◆ **Written request**
Copy out all the entries word for word.
=-=-=
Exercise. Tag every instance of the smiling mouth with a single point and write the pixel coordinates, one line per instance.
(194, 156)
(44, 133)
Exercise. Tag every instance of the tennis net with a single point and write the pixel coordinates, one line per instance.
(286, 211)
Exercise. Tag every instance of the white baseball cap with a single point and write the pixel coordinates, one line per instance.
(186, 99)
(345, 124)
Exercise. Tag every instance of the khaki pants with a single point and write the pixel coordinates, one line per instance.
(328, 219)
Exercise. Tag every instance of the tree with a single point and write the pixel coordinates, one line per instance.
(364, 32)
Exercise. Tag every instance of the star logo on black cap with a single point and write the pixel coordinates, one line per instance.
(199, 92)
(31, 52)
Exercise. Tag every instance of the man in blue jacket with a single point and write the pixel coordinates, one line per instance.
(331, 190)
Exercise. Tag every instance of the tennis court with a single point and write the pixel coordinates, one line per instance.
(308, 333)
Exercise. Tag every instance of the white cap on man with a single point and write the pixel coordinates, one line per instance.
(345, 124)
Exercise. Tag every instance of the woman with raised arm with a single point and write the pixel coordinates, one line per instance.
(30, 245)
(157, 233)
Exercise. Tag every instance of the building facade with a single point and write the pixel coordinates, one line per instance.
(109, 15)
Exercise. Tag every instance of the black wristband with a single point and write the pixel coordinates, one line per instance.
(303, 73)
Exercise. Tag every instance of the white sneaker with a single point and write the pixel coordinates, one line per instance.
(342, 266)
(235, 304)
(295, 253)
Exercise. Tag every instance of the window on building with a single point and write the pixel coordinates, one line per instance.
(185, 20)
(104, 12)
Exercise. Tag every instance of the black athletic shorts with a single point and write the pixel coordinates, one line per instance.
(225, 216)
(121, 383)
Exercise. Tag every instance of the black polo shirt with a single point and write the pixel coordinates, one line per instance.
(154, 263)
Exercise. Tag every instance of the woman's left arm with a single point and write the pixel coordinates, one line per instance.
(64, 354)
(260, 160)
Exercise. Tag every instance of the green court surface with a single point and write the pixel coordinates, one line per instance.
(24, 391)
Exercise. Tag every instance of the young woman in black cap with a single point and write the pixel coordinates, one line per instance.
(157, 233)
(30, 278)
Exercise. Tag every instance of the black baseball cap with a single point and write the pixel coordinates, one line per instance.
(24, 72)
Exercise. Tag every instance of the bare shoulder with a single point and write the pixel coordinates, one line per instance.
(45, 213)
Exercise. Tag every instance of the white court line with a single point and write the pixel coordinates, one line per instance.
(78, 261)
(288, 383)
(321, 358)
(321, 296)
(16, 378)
=-=-=
◆ **Exercise response**
Exercise. Tag every instance of the smiling mouth with a single point and write the pixel coordinates, one line per instance.
(194, 156)
(44, 133)
Exercise. Tag every instance of the tennis net with a single point and write the pixel coordinates, one line per instance.
(286, 211)
Exercise. Tag every instance of the white baseball cap with a single point and write the pixel coordinates, one line per instance.
(186, 99)
(345, 124)
Exercise. Tag every instance of the khaki pants with a single point and write the pixel coordinates, one line per instance.
(328, 219)
Exercise. Tag every instance of the tree with a single point and write the pixel coordinates, one line per instance.
(364, 32)
Exercise. Tag every instance of the star logo on black cap with a single point and write the pixel coordinates, one line per instance.
(199, 92)
(31, 52)
Exercise. Tag every instance of the man in blue jacket with a single point and write the pixel coordinates, one line per instance.
(331, 190)
Exercise. Tag every instance of the tennis court with a single point and write the pixel coordinates, one line per instance.
(308, 333)
Exercise. Tag every instance of the white cap on man with a single point and write the pixel coordinates, one line per instance.
(345, 124)
Exercise. Tag every instance of the woman with raised arm with a single point and write the pixel coordinates, one line per instance.
(30, 245)
(157, 233)
Exercise. Tag every instance of the building facade with a single point and write the pixel coordinates, one line per instance.
(109, 15)
Exercise. Tag every instance of the black wristband with a single point and write the pixel coordinates, one line per instance.
(303, 73)
Exercise. Tag every instance of the white sneaker with a single point and write the pixel coordinates, one line per instance.
(342, 266)
(235, 304)
(295, 253)
Exercise. Tag every instance of the window on building with a single point and write the pixel coordinates, one line per instance.
(185, 20)
(104, 12)
Exercise. Tag every instance of the black athletic shorts with a single point and write the pixel coordinates, one line per instance.
(225, 216)
(121, 383)
Exercise. Tag every instance of the black polo shirt with a single point and write the pixel coordinates, one line per instance.
(154, 263)
Exercise. Tag every instance of the woman's left arm with a single point and write the pixel coordinates, one line per instance.
(64, 354)
(260, 160)
Exercise. Tag every instance of the green court surface with a single point and write the pixel coordinates, one line per instance.
(24, 391)
Exercise. Tag every instance of the young woman in black cap with a single point and write the pixel coordinates, one line per instance.
(157, 233)
(30, 278)
Exercise. Tag every instance of the black baseball cap with a single point and write the pixel coordinates, one line per instance.
(24, 72)
Exercise. Tag every instance of the bare shoulder with a single point and write the pixel coordinates, one line per instance.
(45, 213)
Exercise. Tag every instance of the white court line with a single point and write the pixel coordinates, one line per instance.
(78, 261)
(288, 383)
(321, 358)
(321, 296)
(16, 378)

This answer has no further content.